Contour labeling entries:
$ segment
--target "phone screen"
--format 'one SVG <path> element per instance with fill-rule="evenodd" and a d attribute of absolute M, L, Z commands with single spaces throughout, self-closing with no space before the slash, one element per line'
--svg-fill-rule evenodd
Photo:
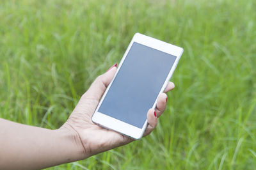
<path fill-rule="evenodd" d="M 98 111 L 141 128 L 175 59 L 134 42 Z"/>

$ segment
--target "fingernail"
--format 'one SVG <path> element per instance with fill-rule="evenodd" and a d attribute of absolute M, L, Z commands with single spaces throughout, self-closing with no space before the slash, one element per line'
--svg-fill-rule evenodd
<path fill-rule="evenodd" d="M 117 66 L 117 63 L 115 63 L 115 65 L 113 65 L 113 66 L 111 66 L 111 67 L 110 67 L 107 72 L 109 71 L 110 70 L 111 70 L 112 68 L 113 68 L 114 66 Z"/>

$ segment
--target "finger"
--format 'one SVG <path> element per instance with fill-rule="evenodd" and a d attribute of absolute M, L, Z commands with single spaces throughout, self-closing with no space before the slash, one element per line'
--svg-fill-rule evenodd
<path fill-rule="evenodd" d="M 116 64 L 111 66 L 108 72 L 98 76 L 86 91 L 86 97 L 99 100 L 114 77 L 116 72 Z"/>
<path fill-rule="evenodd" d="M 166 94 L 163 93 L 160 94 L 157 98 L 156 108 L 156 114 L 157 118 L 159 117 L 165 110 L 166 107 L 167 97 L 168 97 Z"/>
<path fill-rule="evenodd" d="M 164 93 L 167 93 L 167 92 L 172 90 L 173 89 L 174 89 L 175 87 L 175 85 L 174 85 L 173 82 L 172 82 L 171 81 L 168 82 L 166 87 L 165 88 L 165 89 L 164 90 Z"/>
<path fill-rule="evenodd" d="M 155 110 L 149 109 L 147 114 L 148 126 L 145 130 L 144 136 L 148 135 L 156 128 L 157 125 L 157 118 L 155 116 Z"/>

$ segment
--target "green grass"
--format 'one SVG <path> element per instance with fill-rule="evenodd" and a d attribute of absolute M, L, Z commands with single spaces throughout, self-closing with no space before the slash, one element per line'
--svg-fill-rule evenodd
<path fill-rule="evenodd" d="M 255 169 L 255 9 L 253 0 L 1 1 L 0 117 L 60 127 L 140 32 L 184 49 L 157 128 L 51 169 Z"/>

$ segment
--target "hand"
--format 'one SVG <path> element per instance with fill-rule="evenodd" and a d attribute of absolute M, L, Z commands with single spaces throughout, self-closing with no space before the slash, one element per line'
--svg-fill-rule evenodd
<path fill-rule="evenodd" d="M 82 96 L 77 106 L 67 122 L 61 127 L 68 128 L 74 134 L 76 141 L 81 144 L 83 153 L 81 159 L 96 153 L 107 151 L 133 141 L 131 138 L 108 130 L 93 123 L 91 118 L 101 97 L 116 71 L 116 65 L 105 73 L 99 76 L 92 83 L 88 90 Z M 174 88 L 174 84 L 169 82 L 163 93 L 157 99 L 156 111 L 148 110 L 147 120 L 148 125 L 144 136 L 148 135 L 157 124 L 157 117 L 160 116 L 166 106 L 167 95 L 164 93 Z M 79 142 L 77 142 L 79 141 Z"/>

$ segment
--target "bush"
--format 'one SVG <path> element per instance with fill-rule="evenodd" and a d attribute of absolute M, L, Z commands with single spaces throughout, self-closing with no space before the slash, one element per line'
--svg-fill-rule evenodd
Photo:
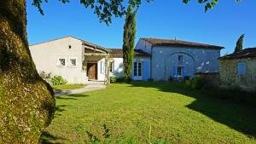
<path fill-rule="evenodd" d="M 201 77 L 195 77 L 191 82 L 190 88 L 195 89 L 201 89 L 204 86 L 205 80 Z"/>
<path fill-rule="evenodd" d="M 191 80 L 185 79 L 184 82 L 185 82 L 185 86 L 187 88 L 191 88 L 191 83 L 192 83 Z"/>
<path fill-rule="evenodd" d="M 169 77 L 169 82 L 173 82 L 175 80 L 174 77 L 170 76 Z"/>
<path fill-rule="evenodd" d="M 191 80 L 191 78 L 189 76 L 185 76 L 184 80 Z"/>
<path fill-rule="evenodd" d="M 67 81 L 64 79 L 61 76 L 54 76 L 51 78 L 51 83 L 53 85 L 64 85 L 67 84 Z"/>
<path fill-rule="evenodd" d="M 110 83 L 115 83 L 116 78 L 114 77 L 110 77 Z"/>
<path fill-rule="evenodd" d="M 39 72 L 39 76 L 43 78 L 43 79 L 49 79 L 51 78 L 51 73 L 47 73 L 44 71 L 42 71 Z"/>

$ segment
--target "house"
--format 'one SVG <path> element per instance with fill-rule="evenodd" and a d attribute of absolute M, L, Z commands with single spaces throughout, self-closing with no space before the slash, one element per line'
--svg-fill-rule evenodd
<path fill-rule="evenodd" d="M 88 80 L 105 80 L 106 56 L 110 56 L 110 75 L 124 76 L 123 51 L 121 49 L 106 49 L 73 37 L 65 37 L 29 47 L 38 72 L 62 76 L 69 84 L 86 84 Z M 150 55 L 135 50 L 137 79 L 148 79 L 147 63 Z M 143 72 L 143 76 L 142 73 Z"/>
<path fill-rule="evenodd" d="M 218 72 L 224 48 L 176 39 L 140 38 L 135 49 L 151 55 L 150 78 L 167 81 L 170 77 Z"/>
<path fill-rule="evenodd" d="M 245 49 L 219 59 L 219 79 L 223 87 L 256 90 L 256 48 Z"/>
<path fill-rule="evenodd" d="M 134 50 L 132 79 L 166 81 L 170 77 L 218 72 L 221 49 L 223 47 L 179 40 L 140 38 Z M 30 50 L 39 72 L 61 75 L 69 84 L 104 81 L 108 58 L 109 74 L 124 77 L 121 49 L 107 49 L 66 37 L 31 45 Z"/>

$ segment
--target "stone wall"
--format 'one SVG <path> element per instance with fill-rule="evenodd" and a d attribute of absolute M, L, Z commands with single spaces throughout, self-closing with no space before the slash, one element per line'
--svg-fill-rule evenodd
---
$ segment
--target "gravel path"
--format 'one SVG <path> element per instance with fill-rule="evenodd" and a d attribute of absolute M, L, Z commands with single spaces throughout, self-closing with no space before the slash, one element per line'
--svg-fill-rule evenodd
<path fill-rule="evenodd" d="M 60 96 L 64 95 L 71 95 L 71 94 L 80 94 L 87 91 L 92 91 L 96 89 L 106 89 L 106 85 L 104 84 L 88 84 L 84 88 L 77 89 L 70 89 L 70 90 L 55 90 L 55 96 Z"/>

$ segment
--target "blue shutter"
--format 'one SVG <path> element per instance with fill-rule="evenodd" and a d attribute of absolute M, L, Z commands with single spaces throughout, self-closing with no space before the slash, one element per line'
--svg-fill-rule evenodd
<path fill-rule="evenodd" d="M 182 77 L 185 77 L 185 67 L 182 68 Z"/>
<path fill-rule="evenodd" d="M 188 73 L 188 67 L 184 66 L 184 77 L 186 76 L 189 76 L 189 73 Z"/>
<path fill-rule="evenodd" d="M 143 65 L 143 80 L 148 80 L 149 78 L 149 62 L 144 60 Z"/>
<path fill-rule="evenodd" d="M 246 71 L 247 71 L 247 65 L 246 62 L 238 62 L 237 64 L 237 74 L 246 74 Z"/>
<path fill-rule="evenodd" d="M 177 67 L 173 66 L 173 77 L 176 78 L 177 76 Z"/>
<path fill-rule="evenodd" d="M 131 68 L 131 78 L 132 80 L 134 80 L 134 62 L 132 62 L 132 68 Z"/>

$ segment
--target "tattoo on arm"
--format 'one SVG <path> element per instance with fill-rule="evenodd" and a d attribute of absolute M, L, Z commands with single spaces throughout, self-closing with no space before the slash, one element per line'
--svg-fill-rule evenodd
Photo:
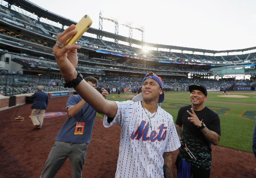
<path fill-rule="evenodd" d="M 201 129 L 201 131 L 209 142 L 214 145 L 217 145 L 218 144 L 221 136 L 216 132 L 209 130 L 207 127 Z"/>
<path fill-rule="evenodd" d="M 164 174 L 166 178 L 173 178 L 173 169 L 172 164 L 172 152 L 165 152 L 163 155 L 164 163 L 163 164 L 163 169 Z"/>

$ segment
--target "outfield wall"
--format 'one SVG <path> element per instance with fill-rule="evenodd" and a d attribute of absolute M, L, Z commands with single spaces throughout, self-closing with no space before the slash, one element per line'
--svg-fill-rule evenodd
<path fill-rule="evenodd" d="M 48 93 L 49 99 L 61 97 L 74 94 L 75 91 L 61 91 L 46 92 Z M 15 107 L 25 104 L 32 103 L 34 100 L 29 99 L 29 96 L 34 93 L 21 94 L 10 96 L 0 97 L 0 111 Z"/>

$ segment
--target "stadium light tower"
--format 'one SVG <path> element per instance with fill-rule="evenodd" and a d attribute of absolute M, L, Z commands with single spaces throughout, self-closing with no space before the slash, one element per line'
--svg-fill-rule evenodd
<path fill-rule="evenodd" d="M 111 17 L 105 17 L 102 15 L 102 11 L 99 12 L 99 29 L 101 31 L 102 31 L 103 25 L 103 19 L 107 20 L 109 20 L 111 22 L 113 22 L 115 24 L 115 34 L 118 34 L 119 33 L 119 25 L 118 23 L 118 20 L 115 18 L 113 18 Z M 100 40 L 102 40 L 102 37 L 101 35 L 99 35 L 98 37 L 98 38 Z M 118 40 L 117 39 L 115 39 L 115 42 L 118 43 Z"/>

● **PROBLEM**
Gather every line of the entries above that contains the string "wall", treating uppercase and lowercase as distinct.

● **RESULT FOR THIS EXERCISE**
--target "stone wall"
--target "outfield wall"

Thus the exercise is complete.